___ DOCUMENT SEGMENT ___

One of my early jobs with a healthcare provider was running a daily report off the Radiology Information System (RIS) to look for potential duplicate records – i.e. patient records that had similar demographic information, yet were assigned two different Medical Record numbers. Ensuring that the information in a health record is correct and actually belongs to the patient being treated is an issue that has plagued the healthcare industry for many decades. When I was doing manual reviews, the problem was often related to human error, e.g., typing in the wrong information, or not finding an existing patient record during a search. Today, the problem has been exacerbated by sourcing and exchanging data between provider organizations, payers, labs, pharmacies and others in the healthcare ecosystem.
While the simple solution would be to assign everyone a national patient identifier, US law doesn’t permit that. The industry has invested considerable effort over the years on solving the problem through better patient matching.
ONC (The Office of the National Coordinator for Health IT) defines patient matching as “the identification and linking of one patient’s data within and across health systems in order to obtain a comprehensive view of that patient’s health care record.” It’s been going on for decades with some recent initiatives outlined on the ONC Website.
For example, 2021’s initiatives included:
- Project US@ Unified Specification for Address in Health Care
- FHIR at Scale Task Force, Identity Tiger Team
- USCDI (Patient Demographics)
- ONC ISA, Patient Demographic Record Matching
Organizations do succeed, despite the challenges
Fortunately, many organizations succeed using technology called an EMPI (Enterprise Master Patient Index) or MPI. One of our customers, Hunterdon Healthcare, has served as a lifeline to patients in western New Jersey for decades. But as interoperability became more critical to insights and outcomes, the full-service health system needed to ensure that clinicians could receive accurate, complete patient health data on demand — a challenge that has vexed some of the world’s largest organizations.
When Hunterdon set out to achieve healthcare data interoperability among its 35 facilities, including a 178-bed teaching hospital, the small data team had to reckon with six electronic health record (EHR) systems and more than 100 applications. Furthermore, Hunterdon had invested in best-of-breed applications, which further complicated the effort.
The team homed in on a strategy that fit its budget, worked with existing technologies, and didn’t overwhelm staff: an EMPI to correctly identify patients and a unified care record to corral data across departments. Since then, the initiative has created a system that delivers key data to clinicians when and where they need it, fueled by notifications, from a single logon. All the while, Hunterdon’s data experts have retained the resources and flexibility required to keep the health system running at full power.
Internal HIE Drives Data Sharing
It’s not easy to derive insights from large volumes of data, all while navigating evolving technological and regulatory landscapes. The task becomes even taller when budgetary and personnel constraints come in, as is common among community hospitals. Just 13 percent of small, independent hospitals have leveraged interoperability to find, send, receive, and integrate data. Hunterdon was able to do this by leveraging our technology, HealthShare’s Unified Care Record and Patient Index to create a longitudinal record which allowed records to move smoothly across all clinical environments.
When Hunterdon recently partnered with a larger nearby health system to launch a radiology and surgical center, the MPI integrated with the unique identifiers of the partner system’s EHR. Hunterdon used the Unified Care Record to aggregate and share patient data between the two organizations. Across Hunterdon, quick, convenient access to accurate data has laid the groundwork for more personalized care.
The challenge of accurate patient matching and identification isn’t going away anytime soon in healthcare. Fortunately, as Hunterdon’s story illustrates, health systems of every size can address it without waiting for some far-off day when we have a national patient identifier, or counting on an entry-level analyst like that younger me!

___ SUPPLIED MATERIAL ___

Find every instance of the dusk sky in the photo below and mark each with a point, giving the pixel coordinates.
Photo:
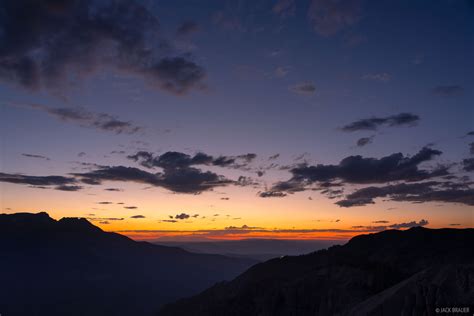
(239, 119)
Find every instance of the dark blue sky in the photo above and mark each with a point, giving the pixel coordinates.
(96, 82)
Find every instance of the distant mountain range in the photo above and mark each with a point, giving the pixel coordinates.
(259, 249)
(393, 272)
(71, 267)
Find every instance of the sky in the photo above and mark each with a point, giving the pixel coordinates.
(198, 120)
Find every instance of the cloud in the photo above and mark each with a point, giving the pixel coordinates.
(382, 77)
(373, 123)
(303, 88)
(45, 44)
(272, 194)
(357, 169)
(187, 28)
(361, 142)
(328, 17)
(113, 189)
(468, 164)
(179, 160)
(35, 156)
(70, 188)
(281, 71)
(448, 91)
(59, 181)
(182, 180)
(432, 191)
(243, 227)
(105, 219)
(285, 8)
(84, 118)
(182, 216)
(411, 224)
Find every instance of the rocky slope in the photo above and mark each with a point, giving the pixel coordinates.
(366, 276)
(71, 267)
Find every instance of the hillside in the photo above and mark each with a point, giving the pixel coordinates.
(71, 267)
(391, 270)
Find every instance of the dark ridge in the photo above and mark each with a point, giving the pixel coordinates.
(70, 267)
(336, 280)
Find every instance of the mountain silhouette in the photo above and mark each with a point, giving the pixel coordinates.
(259, 249)
(71, 267)
(392, 272)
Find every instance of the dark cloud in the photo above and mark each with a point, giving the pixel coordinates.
(105, 219)
(304, 88)
(373, 123)
(357, 169)
(45, 43)
(179, 180)
(382, 77)
(84, 118)
(432, 191)
(187, 28)
(281, 71)
(243, 227)
(361, 142)
(35, 156)
(411, 224)
(468, 164)
(182, 216)
(271, 194)
(328, 17)
(179, 160)
(58, 181)
(448, 91)
(70, 188)
(113, 189)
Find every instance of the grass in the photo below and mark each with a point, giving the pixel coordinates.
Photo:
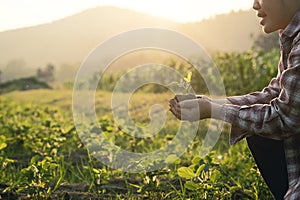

___

* [REQUIRED ACTION]: Reproduce the passage of the patient matching article above, starting with "When Hunterdon recently" and going on through "more personalized care.".

* [YOUR RESPONSE]:
When Hunterdon recently partnered with a larger nearby health system to launch a radiology and surgical center, the MPI integrated with the unique identifiers of the partner system’s EHR. Hunterdon used the Unified Care Record to aggregate and share patient data between the two organizations. Across Hunterdon, quick, convenient access to accurate data has laid the groundwork for more personalized care.